* Your task: Reproduce every line of the records below, requests included, scaling each x and y coordinate in the answers by 1.2 and rounding to whole numbers with halves rounded up. Leave the pictures out of your answer.

______

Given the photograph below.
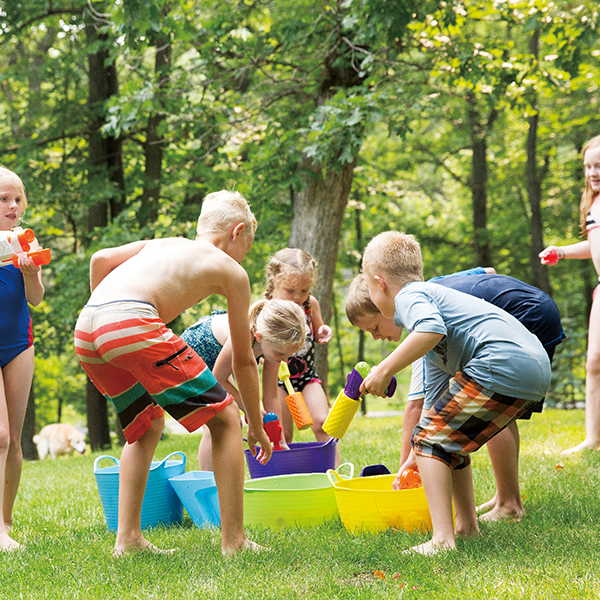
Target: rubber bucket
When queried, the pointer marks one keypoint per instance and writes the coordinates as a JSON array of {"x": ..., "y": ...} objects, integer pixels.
[
  {"x": 160, "y": 505},
  {"x": 301, "y": 499},
  {"x": 302, "y": 457},
  {"x": 197, "y": 491},
  {"x": 370, "y": 504}
]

______

* Correct output:
Given the photograph below.
Target: rubber bucket
When queried, the pointer marks one keypoint per instance and writes the coordinates as a JSON array of {"x": ..., "y": ...} objects, integer pixels.
[
  {"x": 192, "y": 606},
  {"x": 361, "y": 599},
  {"x": 362, "y": 548},
  {"x": 236, "y": 589},
  {"x": 444, "y": 605}
]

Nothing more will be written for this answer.